Would you filter these records and copy every line that has the word "bird"?

[Opening Extracted data section]

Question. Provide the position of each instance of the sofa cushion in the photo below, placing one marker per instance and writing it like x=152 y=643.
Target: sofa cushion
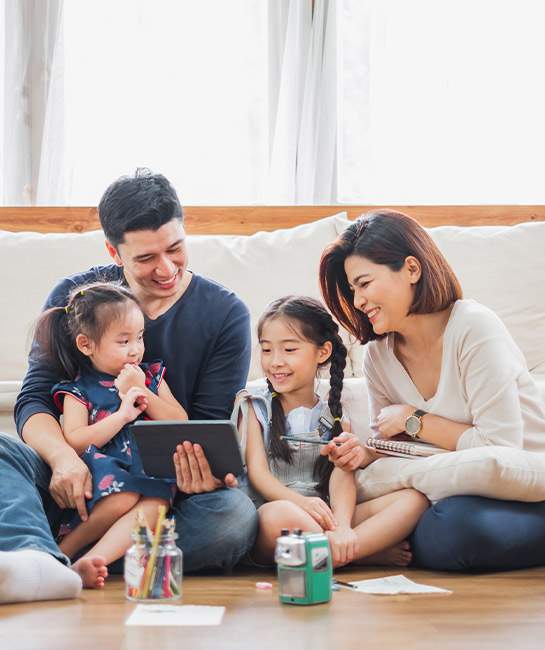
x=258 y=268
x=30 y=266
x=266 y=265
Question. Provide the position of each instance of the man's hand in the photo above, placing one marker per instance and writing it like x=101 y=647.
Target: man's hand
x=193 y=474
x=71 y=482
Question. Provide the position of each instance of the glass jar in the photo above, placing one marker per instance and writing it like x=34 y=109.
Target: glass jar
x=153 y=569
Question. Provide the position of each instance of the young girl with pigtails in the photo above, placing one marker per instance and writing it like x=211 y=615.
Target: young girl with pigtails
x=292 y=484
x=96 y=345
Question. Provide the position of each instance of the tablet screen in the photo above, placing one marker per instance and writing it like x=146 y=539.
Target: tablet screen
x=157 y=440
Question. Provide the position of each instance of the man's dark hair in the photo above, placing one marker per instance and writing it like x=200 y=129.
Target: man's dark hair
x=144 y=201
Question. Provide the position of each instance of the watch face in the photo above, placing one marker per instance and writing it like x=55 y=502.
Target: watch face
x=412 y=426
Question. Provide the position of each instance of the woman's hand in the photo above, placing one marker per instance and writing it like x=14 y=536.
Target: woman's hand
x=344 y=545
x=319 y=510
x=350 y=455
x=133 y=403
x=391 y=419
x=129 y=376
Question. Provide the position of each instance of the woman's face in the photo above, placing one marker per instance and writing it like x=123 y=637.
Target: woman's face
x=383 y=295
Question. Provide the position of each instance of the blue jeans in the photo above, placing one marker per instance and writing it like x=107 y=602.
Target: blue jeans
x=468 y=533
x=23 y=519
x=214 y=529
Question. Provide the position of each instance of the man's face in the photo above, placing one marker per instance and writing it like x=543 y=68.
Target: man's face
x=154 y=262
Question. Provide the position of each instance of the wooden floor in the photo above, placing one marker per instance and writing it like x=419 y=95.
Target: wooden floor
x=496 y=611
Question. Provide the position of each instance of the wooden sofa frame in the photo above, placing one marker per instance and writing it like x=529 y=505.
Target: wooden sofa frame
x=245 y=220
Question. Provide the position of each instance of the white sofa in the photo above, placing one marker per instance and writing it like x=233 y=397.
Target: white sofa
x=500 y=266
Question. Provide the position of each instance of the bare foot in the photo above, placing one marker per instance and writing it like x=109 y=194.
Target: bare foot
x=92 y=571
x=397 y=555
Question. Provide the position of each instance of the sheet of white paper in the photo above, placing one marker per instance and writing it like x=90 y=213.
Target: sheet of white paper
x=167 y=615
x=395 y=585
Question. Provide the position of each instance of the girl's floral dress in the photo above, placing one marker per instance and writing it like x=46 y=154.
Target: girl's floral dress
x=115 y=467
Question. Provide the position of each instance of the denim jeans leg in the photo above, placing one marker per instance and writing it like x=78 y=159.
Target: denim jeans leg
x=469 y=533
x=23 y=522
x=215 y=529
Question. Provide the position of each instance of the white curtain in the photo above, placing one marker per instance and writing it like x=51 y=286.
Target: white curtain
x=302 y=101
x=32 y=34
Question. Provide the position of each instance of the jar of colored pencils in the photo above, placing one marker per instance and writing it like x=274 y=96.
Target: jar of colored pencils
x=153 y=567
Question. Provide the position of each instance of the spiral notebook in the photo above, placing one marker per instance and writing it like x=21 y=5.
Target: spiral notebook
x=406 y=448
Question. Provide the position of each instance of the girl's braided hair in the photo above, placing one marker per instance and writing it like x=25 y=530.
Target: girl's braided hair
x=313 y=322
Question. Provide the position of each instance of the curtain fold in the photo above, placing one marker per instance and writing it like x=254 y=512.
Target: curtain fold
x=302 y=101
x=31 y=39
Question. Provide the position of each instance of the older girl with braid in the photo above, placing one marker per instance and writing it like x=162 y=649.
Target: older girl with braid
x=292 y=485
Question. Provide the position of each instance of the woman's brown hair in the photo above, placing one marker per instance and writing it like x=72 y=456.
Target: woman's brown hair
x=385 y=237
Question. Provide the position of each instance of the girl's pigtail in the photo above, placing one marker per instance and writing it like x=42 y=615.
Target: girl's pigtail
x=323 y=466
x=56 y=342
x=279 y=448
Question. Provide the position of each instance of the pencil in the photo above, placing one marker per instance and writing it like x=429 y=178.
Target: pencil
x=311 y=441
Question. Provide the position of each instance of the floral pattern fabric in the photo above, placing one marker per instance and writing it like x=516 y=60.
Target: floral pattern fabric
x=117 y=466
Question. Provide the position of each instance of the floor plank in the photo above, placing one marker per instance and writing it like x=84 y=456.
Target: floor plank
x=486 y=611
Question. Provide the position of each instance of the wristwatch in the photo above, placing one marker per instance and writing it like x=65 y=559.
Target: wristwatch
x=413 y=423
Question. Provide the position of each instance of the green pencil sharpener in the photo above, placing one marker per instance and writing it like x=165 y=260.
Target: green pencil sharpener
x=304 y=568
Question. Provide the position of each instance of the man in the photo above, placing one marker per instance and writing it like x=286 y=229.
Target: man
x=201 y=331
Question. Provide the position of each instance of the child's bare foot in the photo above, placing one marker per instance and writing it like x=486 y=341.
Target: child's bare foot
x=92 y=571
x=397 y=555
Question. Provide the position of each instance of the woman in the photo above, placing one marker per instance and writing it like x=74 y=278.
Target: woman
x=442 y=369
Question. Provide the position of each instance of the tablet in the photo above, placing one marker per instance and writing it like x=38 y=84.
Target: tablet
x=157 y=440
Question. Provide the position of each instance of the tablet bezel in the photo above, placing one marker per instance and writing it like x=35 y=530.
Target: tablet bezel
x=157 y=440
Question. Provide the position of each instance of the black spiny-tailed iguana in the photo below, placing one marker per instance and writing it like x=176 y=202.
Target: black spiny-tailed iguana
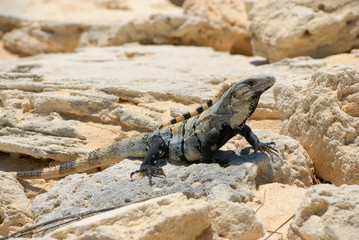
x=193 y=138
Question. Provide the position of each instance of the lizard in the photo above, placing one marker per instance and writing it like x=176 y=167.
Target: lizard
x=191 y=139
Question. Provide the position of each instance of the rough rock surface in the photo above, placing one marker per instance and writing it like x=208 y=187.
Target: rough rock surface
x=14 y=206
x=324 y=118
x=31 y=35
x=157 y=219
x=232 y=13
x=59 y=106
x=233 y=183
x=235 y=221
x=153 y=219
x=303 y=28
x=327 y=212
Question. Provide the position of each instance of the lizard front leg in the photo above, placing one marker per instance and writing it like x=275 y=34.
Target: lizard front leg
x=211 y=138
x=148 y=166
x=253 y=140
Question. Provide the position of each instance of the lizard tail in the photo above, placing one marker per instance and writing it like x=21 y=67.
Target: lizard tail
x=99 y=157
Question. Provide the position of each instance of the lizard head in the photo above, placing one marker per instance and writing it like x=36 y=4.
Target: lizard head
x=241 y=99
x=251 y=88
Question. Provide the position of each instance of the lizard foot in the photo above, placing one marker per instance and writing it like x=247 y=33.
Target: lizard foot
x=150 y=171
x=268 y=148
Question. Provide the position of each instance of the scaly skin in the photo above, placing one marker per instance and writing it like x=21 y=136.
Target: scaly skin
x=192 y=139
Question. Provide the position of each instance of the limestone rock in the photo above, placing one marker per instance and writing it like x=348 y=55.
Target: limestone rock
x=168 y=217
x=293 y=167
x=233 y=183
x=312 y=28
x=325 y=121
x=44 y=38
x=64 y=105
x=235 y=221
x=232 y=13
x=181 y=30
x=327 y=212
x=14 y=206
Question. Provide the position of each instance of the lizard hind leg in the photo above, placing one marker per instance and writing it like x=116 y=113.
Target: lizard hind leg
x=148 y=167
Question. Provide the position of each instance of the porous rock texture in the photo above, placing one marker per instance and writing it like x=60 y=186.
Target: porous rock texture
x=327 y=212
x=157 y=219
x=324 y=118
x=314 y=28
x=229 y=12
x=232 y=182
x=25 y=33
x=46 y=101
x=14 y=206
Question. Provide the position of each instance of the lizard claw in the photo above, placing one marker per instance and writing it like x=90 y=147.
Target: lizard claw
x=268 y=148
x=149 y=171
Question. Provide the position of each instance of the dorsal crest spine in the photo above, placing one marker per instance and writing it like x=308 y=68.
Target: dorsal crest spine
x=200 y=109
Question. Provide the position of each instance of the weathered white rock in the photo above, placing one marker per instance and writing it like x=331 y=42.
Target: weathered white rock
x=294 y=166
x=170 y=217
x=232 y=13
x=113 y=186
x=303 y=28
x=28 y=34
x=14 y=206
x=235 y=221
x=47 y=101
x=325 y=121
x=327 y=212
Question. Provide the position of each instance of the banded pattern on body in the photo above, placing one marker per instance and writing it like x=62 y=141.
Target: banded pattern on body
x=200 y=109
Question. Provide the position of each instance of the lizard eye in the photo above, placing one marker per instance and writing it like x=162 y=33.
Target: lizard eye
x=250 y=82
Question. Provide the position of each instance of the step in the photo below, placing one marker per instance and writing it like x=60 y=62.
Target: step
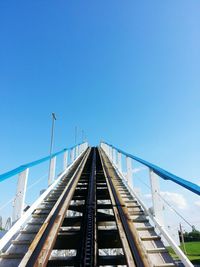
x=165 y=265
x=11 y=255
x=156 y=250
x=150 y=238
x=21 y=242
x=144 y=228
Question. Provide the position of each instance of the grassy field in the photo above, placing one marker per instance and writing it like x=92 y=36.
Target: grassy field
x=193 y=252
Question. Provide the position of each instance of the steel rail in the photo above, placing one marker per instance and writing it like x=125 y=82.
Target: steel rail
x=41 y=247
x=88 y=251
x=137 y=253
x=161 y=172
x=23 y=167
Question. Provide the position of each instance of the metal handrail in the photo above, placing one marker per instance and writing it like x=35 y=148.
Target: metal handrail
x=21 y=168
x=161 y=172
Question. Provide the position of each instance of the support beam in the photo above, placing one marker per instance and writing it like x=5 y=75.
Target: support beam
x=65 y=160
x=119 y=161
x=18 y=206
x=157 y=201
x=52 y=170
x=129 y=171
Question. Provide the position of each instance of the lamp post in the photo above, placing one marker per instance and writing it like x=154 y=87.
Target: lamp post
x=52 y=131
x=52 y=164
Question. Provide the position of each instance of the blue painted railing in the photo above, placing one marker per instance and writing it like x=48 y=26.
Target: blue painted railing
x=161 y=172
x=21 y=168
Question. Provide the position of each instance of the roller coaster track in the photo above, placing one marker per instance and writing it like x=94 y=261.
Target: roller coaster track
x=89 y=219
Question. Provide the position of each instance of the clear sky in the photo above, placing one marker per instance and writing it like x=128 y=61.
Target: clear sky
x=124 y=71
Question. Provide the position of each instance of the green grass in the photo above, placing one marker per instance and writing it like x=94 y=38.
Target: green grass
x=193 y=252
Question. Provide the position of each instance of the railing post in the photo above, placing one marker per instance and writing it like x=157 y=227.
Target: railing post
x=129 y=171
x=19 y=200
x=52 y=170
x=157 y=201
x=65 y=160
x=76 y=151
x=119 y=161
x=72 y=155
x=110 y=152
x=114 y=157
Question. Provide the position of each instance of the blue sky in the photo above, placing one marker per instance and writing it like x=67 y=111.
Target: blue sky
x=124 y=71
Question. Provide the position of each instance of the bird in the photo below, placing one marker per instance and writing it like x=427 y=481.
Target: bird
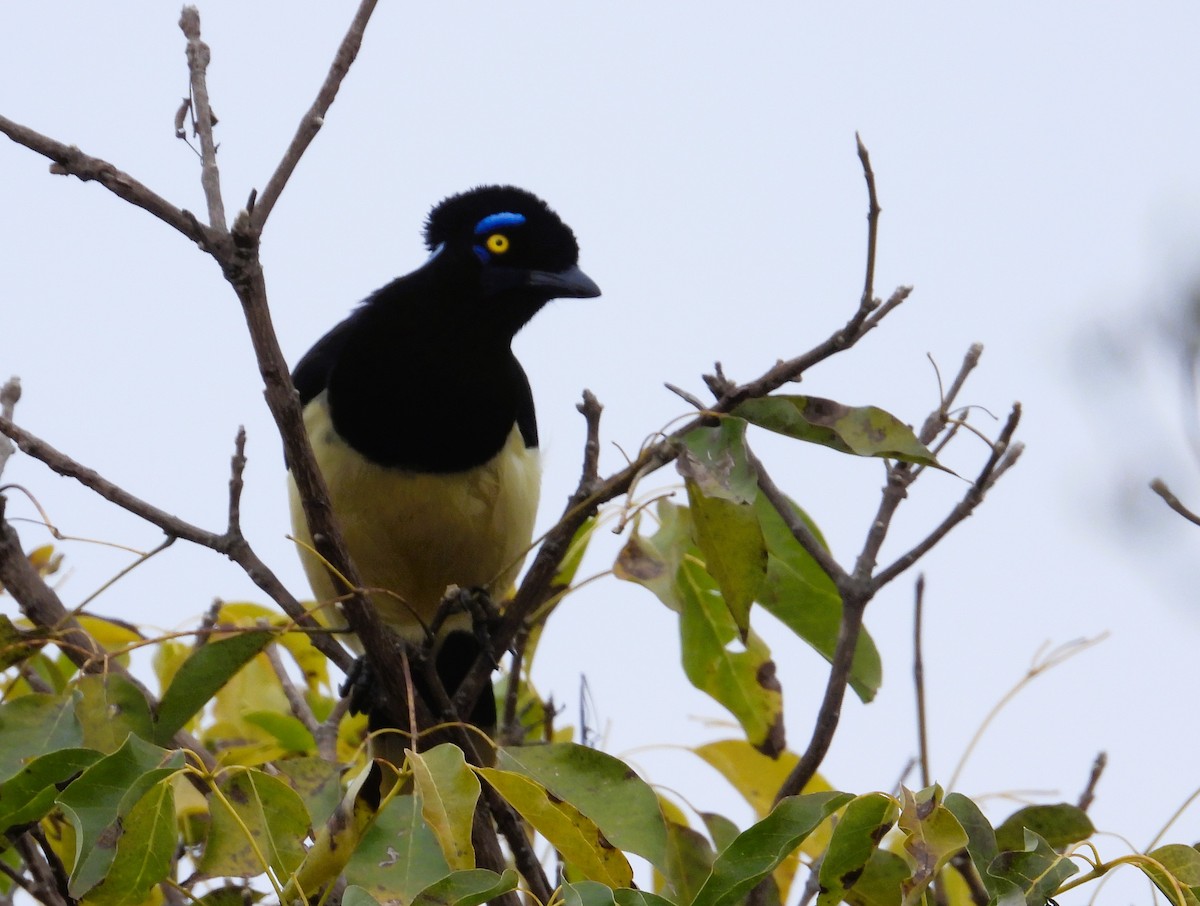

[Closing Extracted data section]

** Exercise result **
Question. Provide the position of each instance of the bird in the photo below, placing one marker per instance and writing it like x=427 y=481.
Target: bird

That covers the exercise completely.